------ SUPPLIED RECORDS

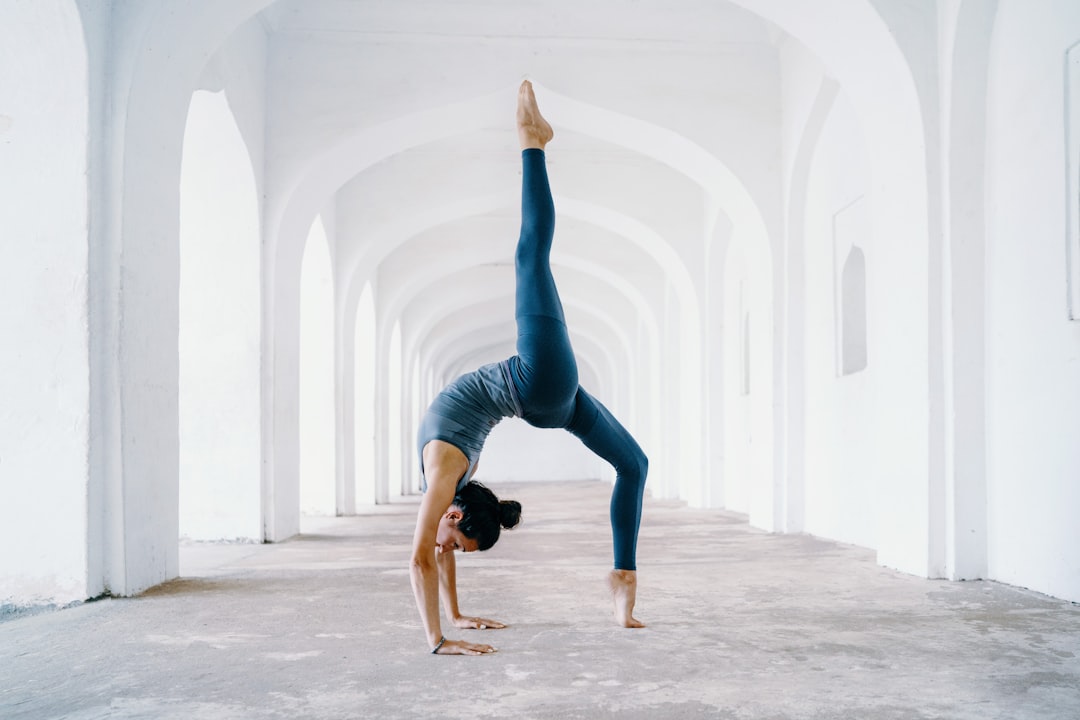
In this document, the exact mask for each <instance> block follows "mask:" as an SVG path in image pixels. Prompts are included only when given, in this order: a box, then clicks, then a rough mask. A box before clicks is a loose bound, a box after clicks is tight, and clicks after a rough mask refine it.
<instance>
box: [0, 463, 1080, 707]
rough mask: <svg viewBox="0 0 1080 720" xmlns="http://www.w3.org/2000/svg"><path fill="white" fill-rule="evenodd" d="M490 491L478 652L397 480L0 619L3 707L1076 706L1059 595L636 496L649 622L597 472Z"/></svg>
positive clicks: (476, 605) (623, 706)
mask: <svg viewBox="0 0 1080 720" xmlns="http://www.w3.org/2000/svg"><path fill="white" fill-rule="evenodd" d="M498 490H499V488H497V491H498ZM505 494H507V495H508V497H516V498H517V499H518V500H521V501H522V502H523V504H524V505H525V524H524V525H523V526H522V527H519V528H518V529H516V530H514V531H513V532H511V533H508V534H507V535H504V536H503V539H502V541H500V543H499V544H498V545H496V547H495V548H492V549H491V551H489V552H488V553H481V554H474V555H469V556H463V557H462V556H459V585H460V588H459V589H460V596H461V604H462V610H463V611H464V612H467V613H474V614H482V615H487V616H490V617H495V619H497V620H501V621H503V622H507V623H509V624H510V627H509V628H507V629H503V630H486V631H482V630H457V631H453V630H451V633H450V635H451V637H453V636H455V635H457V636H459V637H460V636H462V635H468V636H470V637H483V638H484V639H485V640H487V641H490V642H491V643H492V644H495V646H496V647H497V648H499V652H498V653H497V654H495V655H489V656H482V657H443V656H433V655H430V654H428V651H427V646H426V643H424V640H423V637H422V634H421V631H420V624H419V619H418V615H417V612H416V609H415V606H414V602H413V596H411V592H410V589H409V580H408V573H407V570H406V560H407V557H408V543H409V540H410V538H411V532H413V520H414V516H415V508H416V505H415V503H409V502H405V503H402V504H399V505H393V506H389V507H380V508H377V510H376V512H373V514H369V515H365V516H361V517H352V518H325V519H320V520H315V521H313V522H309V526H310V527H309V530H311V532H309V533H307V534H305V535H303V536H301V538H299V539H297V540H294V541H292V542H287V543H283V544H279V545H187V546H185V547H184V548H183V551H181V573H183V574H184V575H185V578H184V579H181V580H178V581H175V582H172V583H168V584H166V585H164V586H162V587H159V588H156V589H153V590H151V592H150V593H147V594H146V595H144V596H141V597H139V598H135V599H122V600H103V601H98V602H91V603H85V604H82V606H79V607H76V608H72V609H68V610H64V611H60V612H53V613H48V614H39V615H32V616H25V617H18V619H15V620H10V621H8V622H5V623H3V624H0V717H2V718H6V719H15V718H69V719H71V720H90V719H93V718H154V719H172V718H185V719H186V720H191V719H195V720H198V719H214V720H232V719H235V720H241V719H245V720H246V719H248V718H251V719H255V718H388V719H389V718H427V717H445V718H460V719H461V720H480V719H483V718H558V719H559V720H570V719H575V718H582V719H585V718H589V719H594V718H643V719H644V718H649V719H658V718H659V719H663V718H727V719H734V718H755V719H756V718H760V719H770V720H780V719H792V720H795V719H799V720H809V719H823V720H824V719H828V720H840V719H846V718H851V719H859V720H867V719H897V720H899V719H904V720H916V719H919V720H921V719H929V718H950V719H970V720H987V719H990V718H1001V719H1009V720H1022V719H1026V718H1032V719H1034V718H1038V719H1040V720H1045V719H1048V718H1063V719H1065V718H1068V719H1076V718H1080V607H1078V606H1076V604H1071V603H1068V602H1063V601H1059V600H1054V599H1051V598H1048V597H1044V596H1041V595H1037V594H1034V593H1029V592H1025V590H1022V589H1017V588H1013V587H1008V586H1003V585H999V584H995V583H988V582H978V583H947V582H939V581H926V580H920V579H918V578H912V576H908V575H903V574H900V573H896V572H892V571H890V570H887V569H883V568H879V567H877V566H876V565H875V563H874V556H873V553H870V552H869V551H866V549H862V548H858V547H851V546H845V545H839V544H836V543H832V542H824V541H821V540H815V539H812V538H807V536H789V535H770V534H766V533H762V532H758V531H755V530H752V529H750V528H748V527H747V526H746V525H745V522H743V521H742V519H741V518H740V517H738V516H734V515H731V514H727V513H723V512H716V511H691V510H686V508H684V507H681V506H680V505H679V504H677V503H672V502H661V501H653V500H647V501H646V503H647V504H646V511H645V520H644V525H643V529H642V536H640V541H639V556H638V566H639V584H640V587H639V595H638V613H637V614H638V617H639V619H640V620H643V621H645V622H646V623H648V625H649V626H648V627H647V628H646V629H642V630H627V629H622V628H619V627H616V626H615V624H613V622H612V621H611V619H610V608H609V603H608V598H607V596H606V590H605V586H604V583H603V579H604V576H605V573H606V571H607V568H608V557H609V554H610V545H609V540H608V534H609V530H608V525H607V497H608V488H607V487H606V486H604V485H602V484H598V483H567V484H552V485H542V486H541V485H526V486H514V487H513V488H510V489H507V490H505Z"/></svg>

------------

Without including any picture, set down the listing above exactly as it appears.

In this document, the exact mask for each <instance> block follows "mask:" as an SVG path in image pixels. Prompts are included only when given, in this order: a box, then clicks, then a rough mask. A box before clicks is a loose bound, a box after clicks is tight, and clicks after a rough mask refine it.
<instance>
box: [0, 463, 1080, 707]
rough mask: <svg viewBox="0 0 1080 720" xmlns="http://www.w3.org/2000/svg"><path fill="white" fill-rule="evenodd" d="M490 491L478 652L397 480L0 619L3 707L1076 706L1059 595L636 496L649 622L597 472Z"/></svg>
positive clicks: (476, 605) (623, 706)
mask: <svg viewBox="0 0 1080 720" xmlns="http://www.w3.org/2000/svg"><path fill="white" fill-rule="evenodd" d="M498 490H499V488H497V491H498ZM505 494H507V495H508V497H516V498H517V499H518V500H521V501H522V502H523V504H524V505H525V524H524V525H523V526H522V527H519V528H518V529H516V530H514V531H513V532H511V533H508V534H507V535H504V536H503V539H502V541H500V543H499V544H498V545H496V547H495V548H492V549H491V551H489V552H488V553H481V554H474V555H469V556H463V557H462V556H459V585H460V588H459V589H460V596H461V604H462V610H463V611H464V612H467V613H474V614H482V615H487V616H490V617H495V619H497V620H501V621H503V622H507V623H509V624H510V627H509V628H507V629H503V630H486V631H482V630H457V631H453V630H451V633H450V635H451V637H453V636H455V635H457V636H459V637H460V636H462V635H468V636H470V637H483V638H484V639H485V640H487V641H490V642H491V643H492V644H495V646H496V647H497V648H499V652H498V653H497V654H495V655H489V656H482V657H443V656H433V655H430V654H428V651H427V646H426V643H424V640H423V637H422V634H421V631H420V624H419V619H418V615H417V612H416V609H415V606H414V602H413V596H411V592H410V589H409V580H408V573H407V570H406V560H407V557H408V543H409V540H410V538H411V532H413V520H414V516H415V508H416V505H415V503H409V502H405V503H402V504H399V505H393V506H389V507H380V508H377V510H376V512H373V514H369V515H365V516H361V517H352V518H325V519H320V520H315V521H313V522H309V526H310V527H309V530H311V532H309V533H307V534H305V535H303V536H301V538H299V539H297V540H294V541H292V542H287V543H283V544H279V545H187V546H185V547H184V548H183V551H181V573H183V574H184V575H185V578H184V579H181V580H178V581H175V582H172V583H168V584H166V585H164V586H162V587H159V588H156V589H153V590H151V592H150V593H147V594H146V595H144V596H141V597H139V598H135V599H122V600H103V601H98V602H91V603H85V604H82V606H79V607H76V608H72V609H68V610H64V611H60V612H53V613H48V614H39V615H32V616H25V617H18V619H15V620H10V621H8V622H5V623H3V624H0V717H2V718H6V719H15V718H69V719H71V720H90V719H93V718H154V719H172V718H185V719H186V720H191V719H195V720H198V719H214V720H232V719H235V720H241V719H245V720H246V719H248V718H251V719H255V718H388V719H389V718H427V717H445V718H460V719H461V720H480V719H483V718H558V719H559V720H570V719H575V718H582V719H585V718H589V719H594V718H643V719H644V718H649V719H658V718H659V719H663V718H727V719H734V718H755V719H756V718H760V719H770V720H780V719H792V720H795V719H799V720H809V719H823V720H824V719H828V720H840V719H846V718H851V719H859V720H867V719H897V720H899V719H904V720H916V719H919V720H921V719H929V718H950V719H970V720H987V719H990V718H1001V719H1009V720H1022V719H1026V718H1032V719H1034V718H1038V719H1040V720H1045V719H1048V718H1063V719H1065V718H1068V719H1076V718H1080V607H1078V606H1076V604H1071V603H1068V602H1063V601H1059V600H1054V599H1051V598H1048V597H1044V596H1041V595H1037V594H1034V593H1029V592H1025V590H1022V589H1017V588H1013V587H1008V586H1003V585H999V584H995V583H988V582H978V583H947V582H939V581H926V580H920V579H918V578H912V576H908V575H903V574H900V573H896V572H892V571H890V570H887V569H883V568H879V567H877V566H876V565H875V563H874V556H873V553H870V552H869V551H866V549H862V548H858V547H851V546H845V545H839V544H836V543H832V542H824V541H821V540H815V539H812V538H807V536H789V535H770V534H766V533H762V532H758V531H755V530H752V529H750V528H748V527H747V526H746V525H745V522H743V521H742V519H741V518H740V517H738V516H734V515H731V514H727V513H723V512H716V511H691V510H686V508H684V507H681V506H680V505H679V504H677V503H672V502H661V501H653V500H647V501H646V503H647V504H646V511H645V520H644V525H643V529H642V536H640V541H639V556H638V566H639V584H640V587H639V595H638V613H637V614H638V617H639V619H640V620H643V621H645V622H646V623H648V625H649V626H648V627H647V628H646V629H642V630H627V629H622V628H619V627H616V626H615V624H613V622H612V621H611V619H610V608H609V603H608V598H607V596H606V590H605V586H604V583H603V579H604V576H605V573H606V571H607V568H608V557H609V554H610V545H609V540H608V534H609V530H608V525H607V497H608V488H607V487H606V486H604V485H602V484H598V483H567V484H552V485H542V486H541V485H526V486H514V487H513V488H510V489H507V490H505Z"/></svg>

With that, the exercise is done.